__Okuma Metni__:
▽
Ayrıca, memurlara ödenecek taban aylığı ile kıdem aylığının düzenlendiği 375 sayılı Kanun Hükmünde Kararnamenin 1’inci maddesinin (A) bendinin son paragrafında; “Bu göstergeler 657 sayılı Kanun ve diğer personel kanunlarına ve kanun hükmünde kararnamelere göre her ne ad altında olursa olsun ödenmekte olan zam, tazminat, ödenek, ücret ve benzeri ödemelerin hesabında dikkate alınmaz.” denilmek suretiyle, taban aylığı ve kıdem aylığının başka bir ödemenin hesabında dikkate alınmayacağı hükme bağlanmıştır.
Nitekim, Danıştay 1. Dairesinin 1999/55 Esas, 1999/81 Karar sayılı İçtihat Kararında da; “657 sayılı Devlet Memurları Kanunun 155’inci maddesinde bu Kanunun 36’ncı maddesinde yer alan sınıflara ait gösterge tablosundaki rakamların, genel bütçe kanununda o yıl için tespit edilen katsayı ile çarpılması sonucunda bulunacak miktar, sınıfların derece ve kademelerindeki memurların aylık tutarlarını göstereceği, aynı Kanunun göstergeler başlıklı 43’üncü maddesinin değişik (b) bendinde ise, bu Kanuna tabi kurumların kadrolarında bulunan personelin aylıklarının, hizmet sınıfları, görev türleri ve aylık alınan dereceler dikkate alınarak bu Kanuna ekli 1 ve 2 sayılı cetvellerde gösterilen ek gösterge rakamlarının eklenmesi suretiyle hesaplanacağı hükmü yer almaktadır. Bu hükümlerde, aylık tanımının; 657 sayılı Kanunda her derece için tespit edilen göstergeler ile varsa görevin niteliğine göre belirlenen ek göstergeler toplamının kanunlar gereği saptanan katsayı ile çarpımı sonucu bulunan tutarı ifade ettiği anlaşılmaktadır.” denilmek suretiyle, aylık tanımına açıklık getirmiş bulunmaktadır.
△
__Yapılacak İşler__:
1. Memur aylıklarına ilişkin metne göre, memurlara ödenecek taban aylığı ile kıdem aylığı hangi Kanun Hükmünde Kararnamede düzenlenmiştir?
2. Memur aylıklarına ilişkin metni kaldığı yerden sürdürünüz.
Kayıtlara bu çalışmada ihtiyaç duyulmamaktadır.

[Bir bölütleme veri kümesinden satırlar]
▽
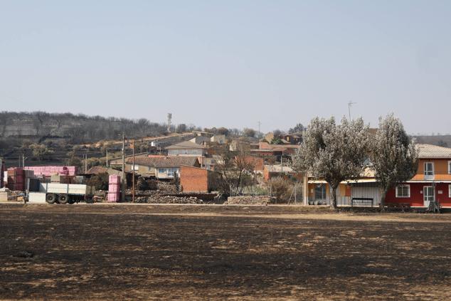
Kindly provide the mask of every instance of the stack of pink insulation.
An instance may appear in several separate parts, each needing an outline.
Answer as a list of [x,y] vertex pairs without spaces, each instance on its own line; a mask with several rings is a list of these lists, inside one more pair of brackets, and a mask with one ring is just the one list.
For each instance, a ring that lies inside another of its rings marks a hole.
[[120,201],[120,176],[112,174],[108,178],[108,201],[117,202]]
[[22,167],[8,169],[8,189],[15,191],[23,190],[24,173]]
[[50,176],[52,174],[77,175],[77,167],[25,167],[23,169],[33,171],[36,176]]

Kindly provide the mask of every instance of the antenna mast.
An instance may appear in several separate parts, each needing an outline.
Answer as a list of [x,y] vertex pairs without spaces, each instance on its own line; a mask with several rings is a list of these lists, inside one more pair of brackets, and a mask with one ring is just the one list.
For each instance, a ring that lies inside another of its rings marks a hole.
[[353,102],[351,101],[349,101],[349,102],[348,102],[348,112],[349,112],[349,121],[351,121],[351,107],[352,106],[352,105],[355,105],[357,102]]
[[172,123],[172,114],[168,113],[168,132],[171,132],[171,124]]

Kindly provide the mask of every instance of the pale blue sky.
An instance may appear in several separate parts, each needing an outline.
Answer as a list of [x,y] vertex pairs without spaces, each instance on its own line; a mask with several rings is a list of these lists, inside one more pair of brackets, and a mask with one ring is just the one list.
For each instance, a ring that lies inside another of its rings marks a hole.
[[0,110],[451,132],[451,1],[0,0]]

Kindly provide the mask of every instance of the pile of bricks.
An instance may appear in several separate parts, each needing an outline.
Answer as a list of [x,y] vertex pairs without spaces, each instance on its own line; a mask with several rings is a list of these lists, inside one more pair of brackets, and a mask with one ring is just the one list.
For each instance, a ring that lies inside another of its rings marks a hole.
[[225,205],[267,205],[275,203],[273,197],[268,196],[229,196]]

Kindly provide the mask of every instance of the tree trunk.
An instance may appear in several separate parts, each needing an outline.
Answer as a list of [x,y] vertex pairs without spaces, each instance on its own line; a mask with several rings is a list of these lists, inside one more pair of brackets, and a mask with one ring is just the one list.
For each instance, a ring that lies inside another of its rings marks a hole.
[[331,196],[332,197],[332,199],[331,200],[331,203],[330,203],[330,207],[331,209],[336,209],[336,189],[337,187],[334,187],[334,186],[331,186],[332,189],[332,191],[331,191]]
[[385,210],[385,206],[386,206],[386,196],[387,195],[387,189],[381,189],[381,204],[379,205],[379,207],[381,208],[381,211],[384,211]]

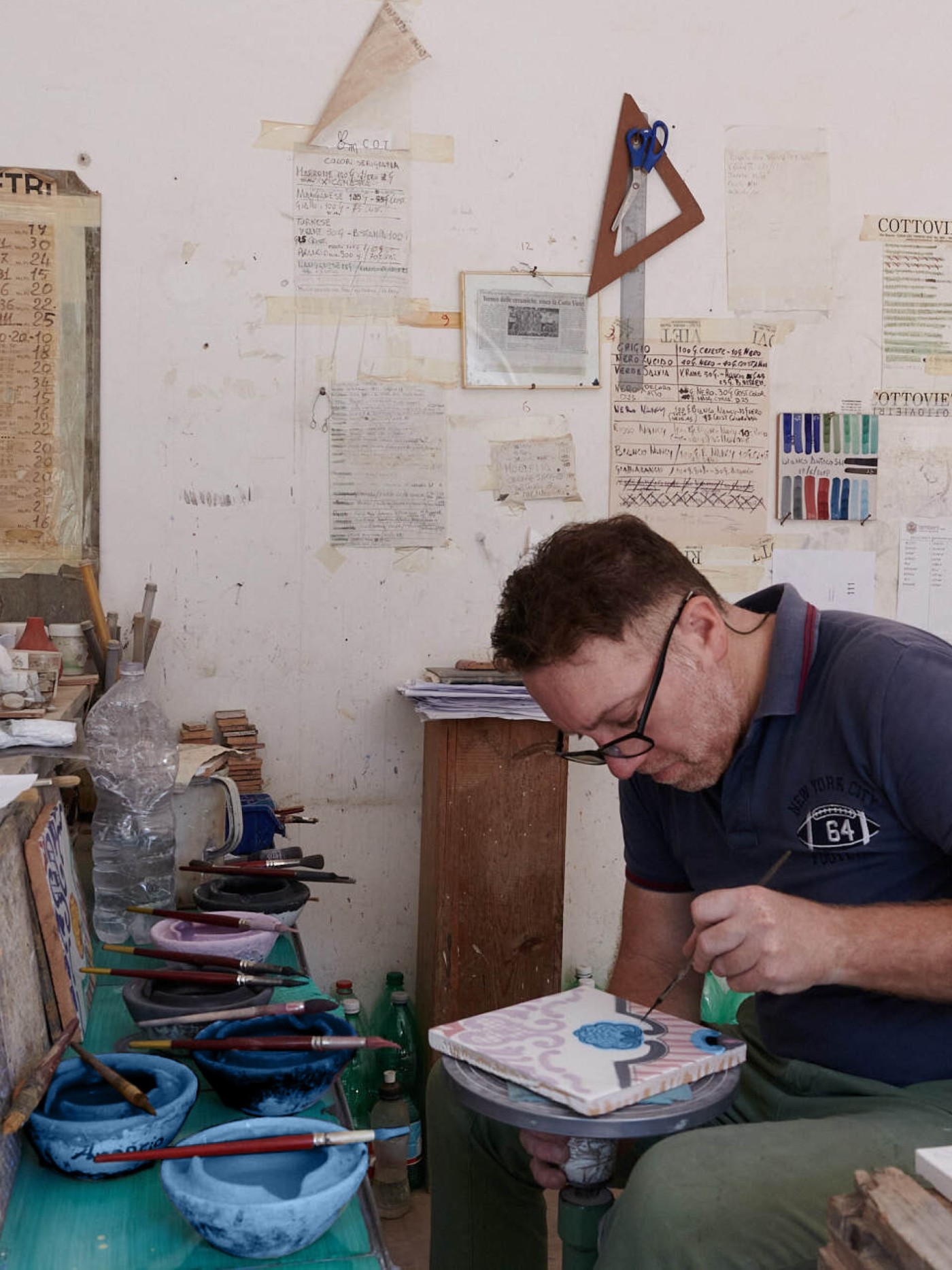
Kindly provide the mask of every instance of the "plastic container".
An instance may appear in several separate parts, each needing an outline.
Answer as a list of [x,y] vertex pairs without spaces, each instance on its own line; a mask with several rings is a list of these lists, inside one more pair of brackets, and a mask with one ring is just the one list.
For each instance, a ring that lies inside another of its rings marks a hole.
[[83,674],[89,649],[79,622],[51,622],[50,639],[62,655],[62,673]]
[[123,662],[119,679],[93,706],[85,724],[93,814],[93,926],[104,944],[150,939],[152,919],[129,904],[171,908],[175,834],[171,787],[175,735],[150,700],[140,662]]
[[[386,1071],[378,1099],[371,1109],[372,1129],[396,1129],[410,1124],[410,1110],[396,1072]],[[385,1219],[404,1217],[410,1212],[410,1180],[406,1170],[406,1138],[374,1142],[373,1198]]]
[[[340,982],[340,980],[338,980]],[[367,1035],[367,1025],[360,1012],[360,1002],[357,997],[345,997],[341,1001],[344,1019],[350,1024],[358,1036]],[[392,1054],[393,1052],[390,1050]],[[371,1123],[371,1104],[374,1101],[374,1064],[373,1054],[368,1049],[355,1049],[350,1062],[340,1073],[340,1087],[344,1091],[347,1105],[350,1109],[350,1119],[355,1129],[367,1129]]]

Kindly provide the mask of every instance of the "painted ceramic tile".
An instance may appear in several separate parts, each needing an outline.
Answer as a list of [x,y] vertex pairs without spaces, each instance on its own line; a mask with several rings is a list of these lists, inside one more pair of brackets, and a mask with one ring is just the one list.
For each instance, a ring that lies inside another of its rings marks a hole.
[[37,917],[50,960],[50,974],[65,1027],[72,1019],[86,1029],[95,977],[80,974],[93,960],[93,942],[83,890],[72,862],[72,845],[62,803],[46,806],[24,843]]
[[433,1049],[515,1081],[583,1115],[604,1115],[736,1067],[743,1041],[595,988],[432,1027]]

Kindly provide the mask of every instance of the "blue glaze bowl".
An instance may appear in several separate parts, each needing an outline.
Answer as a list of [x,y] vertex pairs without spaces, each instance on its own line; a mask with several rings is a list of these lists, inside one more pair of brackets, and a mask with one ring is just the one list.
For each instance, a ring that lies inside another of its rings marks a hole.
[[27,1129],[41,1158],[63,1173],[113,1177],[145,1167],[138,1161],[96,1165],[93,1156],[168,1147],[195,1101],[198,1081],[184,1063],[151,1054],[102,1059],[137,1085],[156,1114],[132,1106],[79,1058],[61,1063]]
[[[203,1027],[199,1038],[213,1036],[353,1036],[350,1024],[335,1015],[282,1015],[265,1019],[220,1020]],[[314,1106],[350,1049],[338,1050],[211,1050],[197,1049],[193,1058],[226,1106],[245,1115],[294,1115]]]
[[[340,1129],[333,1120],[232,1120],[178,1146]],[[319,1240],[367,1172],[367,1147],[314,1147],[267,1156],[164,1160],[165,1194],[202,1238],[236,1257],[283,1257]]]

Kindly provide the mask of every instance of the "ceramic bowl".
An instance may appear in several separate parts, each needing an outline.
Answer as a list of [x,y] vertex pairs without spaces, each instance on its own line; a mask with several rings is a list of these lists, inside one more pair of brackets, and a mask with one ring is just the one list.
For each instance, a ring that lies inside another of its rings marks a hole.
[[[220,1020],[202,1036],[353,1036],[350,1024],[335,1015],[278,1015],[265,1019]],[[314,1106],[352,1049],[336,1050],[209,1050],[193,1058],[226,1106],[245,1115],[294,1115]]]
[[[218,909],[218,912],[226,912],[230,917],[246,916],[235,909]],[[275,926],[281,925],[277,917],[270,921]],[[152,927],[151,939],[156,947],[169,952],[208,952],[213,956],[239,956],[249,961],[264,961],[278,940],[278,931],[203,926],[201,922],[183,922],[178,917],[165,917]]]
[[216,878],[195,886],[195,908],[207,913],[250,912],[270,913],[279,922],[293,926],[311,892],[307,883],[293,878]]
[[[340,1129],[333,1120],[232,1120],[185,1143]],[[179,1143],[182,1146],[182,1143]],[[165,1194],[202,1238],[236,1257],[283,1257],[319,1240],[367,1172],[367,1147],[316,1147],[267,1156],[165,1160]]]
[[204,983],[166,983],[159,979],[128,979],[122,988],[126,1008],[145,1035],[166,1040],[175,1036],[195,1036],[206,1024],[171,1026],[159,1024],[154,1027],[142,1027],[142,1020],[174,1019],[175,1015],[236,1010],[242,1006],[267,1006],[273,994],[274,988],[249,988],[244,984],[216,988]]
[[96,1165],[93,1156],[168,1147],[198,1093],[198,1081],[184,1063],[152,1054],[100,1057],[142,1090],[156,1114],[133,1107],[79,1058],[61,1063],[27,1126],[41,1157],[65,1173],[112,1177],[142,1168],[136,1161]]

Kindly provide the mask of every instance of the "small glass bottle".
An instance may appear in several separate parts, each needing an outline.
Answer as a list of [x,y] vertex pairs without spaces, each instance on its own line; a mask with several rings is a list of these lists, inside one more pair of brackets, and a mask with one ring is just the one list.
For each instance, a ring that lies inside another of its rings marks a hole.
[[[340,983],[340,979],[338,979]],[[360,1002],[357,997],[345,997],[341,1002],[344,1019],[354,1029],[358,1036],[367,1035],[367,1027],[360,1012]],[[355,1129],[366,1129],[369,1125],[371,1101],[373,1100],[374,1073],[368,1062],[372,1054],[368,1049],[355,1049],[350,1059],[340,1073],[340,1087],[344,1091],[347,1105],[350,1109],[350,1119]]]
[[[371,1110],[372,1129],[409,1128],[410,1113],[397,1085],[396,1072],[383,1073],[380,1097]],[[374,1142],[373,1198],[377,1212],[390,1220],[410,1212],[410,1181],[406,1175],[406,1135]]]

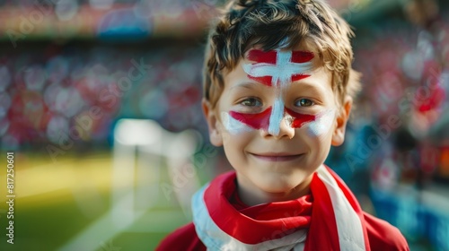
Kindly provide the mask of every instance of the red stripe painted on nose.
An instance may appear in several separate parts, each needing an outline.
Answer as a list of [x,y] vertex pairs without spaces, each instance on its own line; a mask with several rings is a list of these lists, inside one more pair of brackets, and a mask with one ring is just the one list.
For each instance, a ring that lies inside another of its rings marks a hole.
[[297,113],[287,108],[286,108],[286,111],[291,117],[293,117],[293,121],[291,125],[293,128],[301,128],[305,124],[315,121],[317,117],[316,115]]
[[251,49],[248,52],[248,59],[258,63],[267,63],[276,65],[277,52],[276,50],[263,51]]
[[269,116],[271,115],[271,107],[268,108],[266,110],[260,113],[240,113],[236,111],[230,111],[229,115],[245,124],[246,126],[259,130],[264,129],[268,130],[269,126]]

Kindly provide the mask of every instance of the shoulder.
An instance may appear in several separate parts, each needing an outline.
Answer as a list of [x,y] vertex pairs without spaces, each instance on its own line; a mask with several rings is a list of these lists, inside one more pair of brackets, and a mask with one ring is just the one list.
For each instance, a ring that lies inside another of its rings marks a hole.
[[407,240],[397,228],[365,212],[364,217],[371,250],[409,250]]
[[179,228],[163,238],[156,247],[157,251],[164,250],[206,250],[206,247],[197,236],[195,225],[189,223]]

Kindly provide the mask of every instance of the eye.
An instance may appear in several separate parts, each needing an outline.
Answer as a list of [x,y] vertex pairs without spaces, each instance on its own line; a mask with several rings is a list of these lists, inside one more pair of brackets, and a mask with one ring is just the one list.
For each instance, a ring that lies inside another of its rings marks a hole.
[[262,102],[256,98],[248,98],[240,102],[241,105],[245,107],[261,107]]
[[314,104],[315,103],[309,99],[301,99],[295,102],[295,106],[296,107],[312,107]]

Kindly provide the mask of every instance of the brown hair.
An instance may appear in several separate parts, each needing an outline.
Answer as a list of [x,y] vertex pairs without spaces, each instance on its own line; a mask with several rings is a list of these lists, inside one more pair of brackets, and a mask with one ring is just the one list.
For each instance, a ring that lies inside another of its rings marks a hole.
[[330,71],[332,89],[342,104],[360,86],[359,74],[351,67],[351,37],[346,21],[321,0],[231,0],[209,30],[204,97],[215,108],[224,86],[224,74],[253,46],[270,50],[280,43],[293,48],[305,42]]

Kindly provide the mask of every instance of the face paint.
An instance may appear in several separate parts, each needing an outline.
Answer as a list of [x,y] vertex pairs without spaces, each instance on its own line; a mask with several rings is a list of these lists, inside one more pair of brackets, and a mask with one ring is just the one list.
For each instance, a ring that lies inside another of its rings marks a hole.
[[313,122],[317,118],[316,115],[297,113],[286,108],[286,111],[292,117],[290,126],[293,128],[301,128],[305,124]]
[[277,98],[275,100],[273,110],[271,112],[271,116],[269,117],[269,133],[270,134],[279,134],[279,126],[282,118],[284,118],[284,101],[282,100],[282,98]]
[[251,132],[253,128],[248,126],[247,125],[242,123],[235,118],[233,118],[230,113],[222,112],[222,122],[223,126],[231,134],[238,134],[245,132]]
[[317,116],[317,118],[308,126],[309,134],[320,136],[329,132],[335,119],[335,109],[328,109]]
[[229,116],[242,124],[250,126],[252,129],[267,130],[269,125],[269,117],[271,115],[271,107],[268,108],[261,113],[240,113],[230,111]]
[[250,50],[247,58],[257,63],[243,65],[243,70],[249,78],[268,86],[279,87],[281,90],[277,91],[277,97],[273,107],[261,113],[244,114],[231,111],[224,115],[227,117],[225,126],[228,131],[237,133],[243,129],[247,131],[249,128],[262,129],[268,130],[273,135],[278,135],[280,123],[286,112],[293,117],[289,126],[294,128],[300,128],[304,124],[314,121],[315,116],[295,113],[286,109],[281,95],[286,84],[310,76],[306,73],[313,69],[311,61],[313,57],[313,53],[307,51]]
[[268,86],[285,85],[310,76],[313,53],[308,51],[250,50],[247,58],[255,64],[243,65],[249,78]]

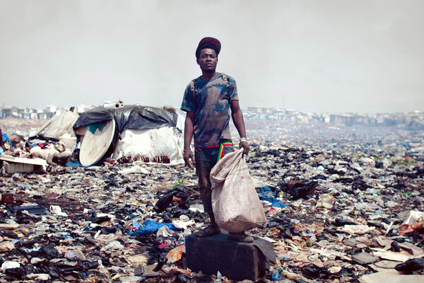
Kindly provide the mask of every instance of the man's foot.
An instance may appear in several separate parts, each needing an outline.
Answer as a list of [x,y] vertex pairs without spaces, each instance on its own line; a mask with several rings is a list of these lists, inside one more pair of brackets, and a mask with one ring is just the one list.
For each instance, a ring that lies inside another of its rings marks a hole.
[[194,233],[198,237],[208,237],[220,233],[220,228],[218,226],[209,225],[203,230],[199,230]]
[[231,233],[228,232],[228,240],[232,240],[241,243],[252,243],[253,242],[253,237],[247,236],[245,232],[240,233]]

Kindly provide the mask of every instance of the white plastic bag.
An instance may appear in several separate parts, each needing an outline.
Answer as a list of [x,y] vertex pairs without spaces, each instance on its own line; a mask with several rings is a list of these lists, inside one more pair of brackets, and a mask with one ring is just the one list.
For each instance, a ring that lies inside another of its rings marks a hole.
[[266,223],[264,207],[242,155],[242,149],[226,154],[210,175],[215,220],[220,228],[232,233]]

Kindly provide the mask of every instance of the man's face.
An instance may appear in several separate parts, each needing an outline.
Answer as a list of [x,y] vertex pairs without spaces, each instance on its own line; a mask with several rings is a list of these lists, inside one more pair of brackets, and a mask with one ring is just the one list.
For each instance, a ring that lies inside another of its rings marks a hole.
△
__Görev Yanıtları__:
1. 375 sayılı Kanun Hükmünde Kararnamede.

2.
Yine, 28.08.2019 tarih ve 2019/1 sayılı Kamu Görevlileri Hakem Kurulu Kararı’nın “Yerel Yönetim Hizmet Koluna İlişkin Mali ve Sosyal Haklar” başlıklı 4’üncü bölümünün ‘‘Sosyal denge tazminatı’’ başlıklı 1’inci maddesinde; “Belediyeler ve bağlı kuruluşları ile il özel idarelerinin kadro ve pozisyonlarında istihdam edilen kamu görevlilerine, 4688 sayılı Kanunun 32’nci maddesinde yer alan usul ve esaslar çerçevesinde ödenebilecek sosyal denge tazminatı aylık tavan tutarı en yüksek Devlet memuru aylığının (ek gösterge dâhil) %100’üdür.” şeklinde düzenlemeye gidilmiş ve tavan tutarın en yüksek devlet memuru aylığının %100’ü olduğu ifade edilerek aylığa nelerin ilave edileceği parantez içinde gösterilmiştir. Görüleceği üzere aylığın hesaplanmasında ek göstergenin dahil edileceği belirtildiği halde taban aylık ve kıdem aylıktan bahsedilmemiştir.
Diğer yandan sorumlular konunun 5018 sayılı Kanunun 71’inci maddesi kapsamında kamu zararı olarak nitelendirilmesinin mümkün olmadığını ifade edilmişlerdir. Sorumluların iddia ettiği gibi bu maddede kamu zararının sadece mal ve hizmet alımına münhasır olduğu şeklinde bir hükme yer verilmemiştir.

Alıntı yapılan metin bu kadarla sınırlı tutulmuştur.